* _TASK GOAL_
Tally the lines in the records below that contain the string "rear", treating uppercase and lowercase as different. Give only the number.

(Entries from an annotation dataset)
>> Start

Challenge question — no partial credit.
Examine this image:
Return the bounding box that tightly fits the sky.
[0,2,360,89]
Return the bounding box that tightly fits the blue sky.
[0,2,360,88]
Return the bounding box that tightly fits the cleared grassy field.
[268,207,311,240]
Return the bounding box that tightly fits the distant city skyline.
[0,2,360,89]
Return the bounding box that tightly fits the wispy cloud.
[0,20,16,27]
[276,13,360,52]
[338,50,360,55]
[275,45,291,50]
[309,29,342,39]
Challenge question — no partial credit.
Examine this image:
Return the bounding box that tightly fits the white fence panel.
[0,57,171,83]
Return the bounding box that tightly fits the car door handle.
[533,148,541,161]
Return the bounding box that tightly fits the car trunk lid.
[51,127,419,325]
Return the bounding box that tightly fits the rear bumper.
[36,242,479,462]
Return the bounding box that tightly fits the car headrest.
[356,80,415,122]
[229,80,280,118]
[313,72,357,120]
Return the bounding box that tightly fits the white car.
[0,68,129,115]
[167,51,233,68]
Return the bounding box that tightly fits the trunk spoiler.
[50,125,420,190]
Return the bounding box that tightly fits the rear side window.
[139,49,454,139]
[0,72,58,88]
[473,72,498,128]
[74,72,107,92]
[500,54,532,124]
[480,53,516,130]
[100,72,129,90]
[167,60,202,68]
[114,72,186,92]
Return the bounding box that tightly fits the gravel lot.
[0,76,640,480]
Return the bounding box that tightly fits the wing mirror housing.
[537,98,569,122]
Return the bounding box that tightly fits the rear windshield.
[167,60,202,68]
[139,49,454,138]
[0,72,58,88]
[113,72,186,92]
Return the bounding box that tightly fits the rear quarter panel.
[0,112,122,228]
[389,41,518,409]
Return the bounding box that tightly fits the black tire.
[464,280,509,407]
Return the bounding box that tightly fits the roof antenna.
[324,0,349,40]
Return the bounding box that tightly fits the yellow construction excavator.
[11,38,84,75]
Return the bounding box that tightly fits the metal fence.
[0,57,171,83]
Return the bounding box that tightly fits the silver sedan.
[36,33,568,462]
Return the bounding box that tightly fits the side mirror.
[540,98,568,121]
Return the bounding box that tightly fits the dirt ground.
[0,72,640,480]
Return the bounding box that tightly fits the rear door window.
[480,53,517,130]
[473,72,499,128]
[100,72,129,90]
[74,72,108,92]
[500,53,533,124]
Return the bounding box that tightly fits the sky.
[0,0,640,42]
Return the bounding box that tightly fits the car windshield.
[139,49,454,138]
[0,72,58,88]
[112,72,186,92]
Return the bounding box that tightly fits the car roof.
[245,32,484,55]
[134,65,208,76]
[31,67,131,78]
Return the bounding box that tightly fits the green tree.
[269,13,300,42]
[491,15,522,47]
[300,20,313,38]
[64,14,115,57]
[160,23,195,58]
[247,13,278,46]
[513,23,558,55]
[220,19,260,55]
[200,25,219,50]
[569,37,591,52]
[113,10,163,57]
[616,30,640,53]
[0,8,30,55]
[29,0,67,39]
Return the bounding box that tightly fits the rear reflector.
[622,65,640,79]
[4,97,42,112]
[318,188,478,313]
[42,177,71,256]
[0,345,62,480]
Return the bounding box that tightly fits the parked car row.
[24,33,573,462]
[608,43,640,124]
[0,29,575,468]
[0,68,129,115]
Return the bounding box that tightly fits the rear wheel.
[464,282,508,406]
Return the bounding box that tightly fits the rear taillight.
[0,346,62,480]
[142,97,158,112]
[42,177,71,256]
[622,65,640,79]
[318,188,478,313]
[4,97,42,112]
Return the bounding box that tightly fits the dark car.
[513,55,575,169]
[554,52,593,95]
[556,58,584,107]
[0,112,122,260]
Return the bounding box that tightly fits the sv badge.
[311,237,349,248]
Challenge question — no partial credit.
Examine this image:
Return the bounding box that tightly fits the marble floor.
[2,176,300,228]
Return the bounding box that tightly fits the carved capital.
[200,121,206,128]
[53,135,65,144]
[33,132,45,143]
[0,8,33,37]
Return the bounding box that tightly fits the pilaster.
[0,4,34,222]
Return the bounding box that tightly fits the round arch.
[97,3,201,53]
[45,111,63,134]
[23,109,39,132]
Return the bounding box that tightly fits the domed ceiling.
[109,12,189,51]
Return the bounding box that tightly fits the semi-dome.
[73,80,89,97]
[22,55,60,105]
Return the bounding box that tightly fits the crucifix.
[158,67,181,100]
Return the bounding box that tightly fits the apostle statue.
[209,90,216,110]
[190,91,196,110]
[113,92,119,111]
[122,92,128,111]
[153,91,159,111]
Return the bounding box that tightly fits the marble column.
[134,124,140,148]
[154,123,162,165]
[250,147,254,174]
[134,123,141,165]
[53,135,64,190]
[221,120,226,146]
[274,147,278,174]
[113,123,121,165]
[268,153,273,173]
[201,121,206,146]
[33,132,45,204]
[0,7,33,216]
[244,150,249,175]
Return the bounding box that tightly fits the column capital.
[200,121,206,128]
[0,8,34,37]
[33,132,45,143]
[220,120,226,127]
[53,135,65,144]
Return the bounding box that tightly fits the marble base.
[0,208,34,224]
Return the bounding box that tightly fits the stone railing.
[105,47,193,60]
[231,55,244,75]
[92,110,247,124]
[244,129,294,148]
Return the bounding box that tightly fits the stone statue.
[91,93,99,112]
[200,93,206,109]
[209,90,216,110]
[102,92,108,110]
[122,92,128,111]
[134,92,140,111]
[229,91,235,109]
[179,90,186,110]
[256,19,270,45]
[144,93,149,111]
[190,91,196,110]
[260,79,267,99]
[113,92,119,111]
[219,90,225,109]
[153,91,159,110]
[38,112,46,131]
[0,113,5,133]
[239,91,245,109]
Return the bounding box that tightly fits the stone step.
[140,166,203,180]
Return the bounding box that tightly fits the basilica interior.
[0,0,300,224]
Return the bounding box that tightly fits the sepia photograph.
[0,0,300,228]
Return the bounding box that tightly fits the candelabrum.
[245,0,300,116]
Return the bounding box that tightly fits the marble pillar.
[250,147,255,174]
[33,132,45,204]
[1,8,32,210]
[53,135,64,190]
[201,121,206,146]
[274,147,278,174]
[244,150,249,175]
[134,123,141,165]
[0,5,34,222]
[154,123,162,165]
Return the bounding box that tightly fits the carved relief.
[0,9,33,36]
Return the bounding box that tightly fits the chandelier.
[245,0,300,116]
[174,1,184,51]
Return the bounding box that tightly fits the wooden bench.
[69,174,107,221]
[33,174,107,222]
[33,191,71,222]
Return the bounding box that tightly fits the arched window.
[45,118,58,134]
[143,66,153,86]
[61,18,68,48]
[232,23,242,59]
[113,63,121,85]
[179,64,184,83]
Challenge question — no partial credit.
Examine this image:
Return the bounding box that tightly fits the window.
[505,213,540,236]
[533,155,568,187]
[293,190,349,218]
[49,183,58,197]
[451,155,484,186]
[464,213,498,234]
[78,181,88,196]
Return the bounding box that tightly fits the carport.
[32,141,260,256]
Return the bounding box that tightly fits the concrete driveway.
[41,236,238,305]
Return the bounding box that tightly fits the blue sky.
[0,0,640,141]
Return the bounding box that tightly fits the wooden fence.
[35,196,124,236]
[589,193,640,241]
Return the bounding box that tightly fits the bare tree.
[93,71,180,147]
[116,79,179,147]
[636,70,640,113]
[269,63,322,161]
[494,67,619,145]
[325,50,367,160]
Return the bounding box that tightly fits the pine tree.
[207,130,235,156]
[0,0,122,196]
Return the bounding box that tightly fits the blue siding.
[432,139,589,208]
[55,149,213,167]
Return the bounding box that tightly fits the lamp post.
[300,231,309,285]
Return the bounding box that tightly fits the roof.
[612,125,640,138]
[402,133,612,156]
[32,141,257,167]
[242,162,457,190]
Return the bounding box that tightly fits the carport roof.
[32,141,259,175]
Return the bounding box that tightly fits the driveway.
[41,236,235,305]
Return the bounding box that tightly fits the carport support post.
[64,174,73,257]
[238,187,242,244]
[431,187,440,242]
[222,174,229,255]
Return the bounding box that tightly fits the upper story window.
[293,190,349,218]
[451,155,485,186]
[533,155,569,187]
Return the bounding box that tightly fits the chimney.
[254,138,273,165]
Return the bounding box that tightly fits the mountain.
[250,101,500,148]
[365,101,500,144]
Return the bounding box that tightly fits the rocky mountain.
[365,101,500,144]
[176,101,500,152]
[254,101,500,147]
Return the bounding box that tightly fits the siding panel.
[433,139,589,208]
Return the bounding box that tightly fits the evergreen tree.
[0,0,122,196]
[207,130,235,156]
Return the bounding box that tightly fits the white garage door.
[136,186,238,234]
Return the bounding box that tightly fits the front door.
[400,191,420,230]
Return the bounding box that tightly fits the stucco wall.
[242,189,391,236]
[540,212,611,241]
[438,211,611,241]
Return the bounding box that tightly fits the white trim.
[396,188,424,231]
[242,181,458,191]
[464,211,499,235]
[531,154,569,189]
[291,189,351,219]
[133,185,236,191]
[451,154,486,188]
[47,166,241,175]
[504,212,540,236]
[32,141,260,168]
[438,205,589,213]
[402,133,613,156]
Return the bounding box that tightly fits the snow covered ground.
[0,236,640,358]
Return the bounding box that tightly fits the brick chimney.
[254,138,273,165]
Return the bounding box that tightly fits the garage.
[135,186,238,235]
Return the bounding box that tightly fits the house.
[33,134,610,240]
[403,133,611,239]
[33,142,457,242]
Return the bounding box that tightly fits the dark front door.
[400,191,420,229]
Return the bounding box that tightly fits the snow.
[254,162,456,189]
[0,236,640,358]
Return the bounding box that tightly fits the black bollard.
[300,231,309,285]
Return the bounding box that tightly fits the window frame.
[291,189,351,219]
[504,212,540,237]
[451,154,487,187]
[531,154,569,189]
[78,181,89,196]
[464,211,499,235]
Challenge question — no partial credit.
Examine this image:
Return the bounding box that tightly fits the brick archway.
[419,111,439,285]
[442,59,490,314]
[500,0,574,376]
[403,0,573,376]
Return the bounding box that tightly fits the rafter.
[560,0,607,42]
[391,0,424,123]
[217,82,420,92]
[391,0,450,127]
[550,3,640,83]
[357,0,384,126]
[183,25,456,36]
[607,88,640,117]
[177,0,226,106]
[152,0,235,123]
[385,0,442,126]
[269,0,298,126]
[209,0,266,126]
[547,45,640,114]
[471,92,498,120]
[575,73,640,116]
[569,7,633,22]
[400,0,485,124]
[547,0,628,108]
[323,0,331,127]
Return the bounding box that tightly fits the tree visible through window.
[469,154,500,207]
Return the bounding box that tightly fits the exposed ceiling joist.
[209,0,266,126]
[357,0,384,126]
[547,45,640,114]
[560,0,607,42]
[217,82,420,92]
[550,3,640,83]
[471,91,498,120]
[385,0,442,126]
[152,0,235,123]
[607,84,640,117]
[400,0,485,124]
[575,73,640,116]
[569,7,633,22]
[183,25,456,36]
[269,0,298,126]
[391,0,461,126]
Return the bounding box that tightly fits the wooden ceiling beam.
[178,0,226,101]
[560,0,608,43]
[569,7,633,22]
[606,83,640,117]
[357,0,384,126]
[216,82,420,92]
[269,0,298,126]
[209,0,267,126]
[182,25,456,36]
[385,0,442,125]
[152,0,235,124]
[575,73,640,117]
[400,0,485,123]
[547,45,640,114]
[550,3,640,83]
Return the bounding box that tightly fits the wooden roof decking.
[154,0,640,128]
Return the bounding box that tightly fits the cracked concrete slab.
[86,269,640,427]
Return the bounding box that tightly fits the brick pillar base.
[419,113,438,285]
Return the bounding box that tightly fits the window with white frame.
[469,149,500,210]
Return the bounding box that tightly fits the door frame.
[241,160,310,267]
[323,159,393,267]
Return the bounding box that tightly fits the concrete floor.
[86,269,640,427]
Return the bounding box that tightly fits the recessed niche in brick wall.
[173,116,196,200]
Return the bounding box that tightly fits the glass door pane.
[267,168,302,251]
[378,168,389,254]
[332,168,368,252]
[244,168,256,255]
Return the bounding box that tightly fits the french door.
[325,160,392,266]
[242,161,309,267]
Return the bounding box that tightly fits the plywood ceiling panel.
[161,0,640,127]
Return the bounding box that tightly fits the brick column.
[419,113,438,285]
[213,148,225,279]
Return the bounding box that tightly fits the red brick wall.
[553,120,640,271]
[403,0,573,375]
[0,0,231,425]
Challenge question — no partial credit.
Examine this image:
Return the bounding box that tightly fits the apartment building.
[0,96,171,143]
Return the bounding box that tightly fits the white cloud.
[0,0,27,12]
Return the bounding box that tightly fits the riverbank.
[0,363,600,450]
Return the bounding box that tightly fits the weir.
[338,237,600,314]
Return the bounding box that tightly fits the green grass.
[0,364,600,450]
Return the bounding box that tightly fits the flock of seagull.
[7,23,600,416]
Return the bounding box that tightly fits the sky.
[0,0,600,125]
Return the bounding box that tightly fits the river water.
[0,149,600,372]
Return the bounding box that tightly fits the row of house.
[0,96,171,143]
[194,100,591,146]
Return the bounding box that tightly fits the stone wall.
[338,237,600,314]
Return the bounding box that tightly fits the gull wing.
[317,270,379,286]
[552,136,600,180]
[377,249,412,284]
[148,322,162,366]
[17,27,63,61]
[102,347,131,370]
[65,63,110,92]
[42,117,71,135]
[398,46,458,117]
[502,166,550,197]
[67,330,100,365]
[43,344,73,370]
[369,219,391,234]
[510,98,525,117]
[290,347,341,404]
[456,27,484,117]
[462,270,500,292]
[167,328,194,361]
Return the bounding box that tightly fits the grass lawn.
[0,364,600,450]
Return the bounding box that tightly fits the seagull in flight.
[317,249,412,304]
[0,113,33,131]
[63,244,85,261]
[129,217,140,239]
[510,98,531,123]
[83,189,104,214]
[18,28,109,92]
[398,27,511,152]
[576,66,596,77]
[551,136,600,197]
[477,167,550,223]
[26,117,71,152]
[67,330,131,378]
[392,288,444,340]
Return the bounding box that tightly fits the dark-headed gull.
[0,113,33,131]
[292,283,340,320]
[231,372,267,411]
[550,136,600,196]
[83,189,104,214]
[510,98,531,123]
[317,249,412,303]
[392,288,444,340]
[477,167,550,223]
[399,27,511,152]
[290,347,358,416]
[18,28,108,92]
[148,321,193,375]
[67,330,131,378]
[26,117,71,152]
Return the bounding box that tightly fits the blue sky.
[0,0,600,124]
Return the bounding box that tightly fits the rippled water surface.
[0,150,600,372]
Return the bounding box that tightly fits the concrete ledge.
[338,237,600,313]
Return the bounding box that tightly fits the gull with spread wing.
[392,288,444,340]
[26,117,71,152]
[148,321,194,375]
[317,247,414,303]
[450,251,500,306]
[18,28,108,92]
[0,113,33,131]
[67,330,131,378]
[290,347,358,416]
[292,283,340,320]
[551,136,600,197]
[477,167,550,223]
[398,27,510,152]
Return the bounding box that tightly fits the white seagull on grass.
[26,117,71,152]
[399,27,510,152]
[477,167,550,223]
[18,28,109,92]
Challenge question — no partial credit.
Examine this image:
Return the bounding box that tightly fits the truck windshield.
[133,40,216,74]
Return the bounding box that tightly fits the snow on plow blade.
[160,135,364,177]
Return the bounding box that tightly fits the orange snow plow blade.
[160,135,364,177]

>> End

* _SOLUTION TO THIS PROBLEM_
8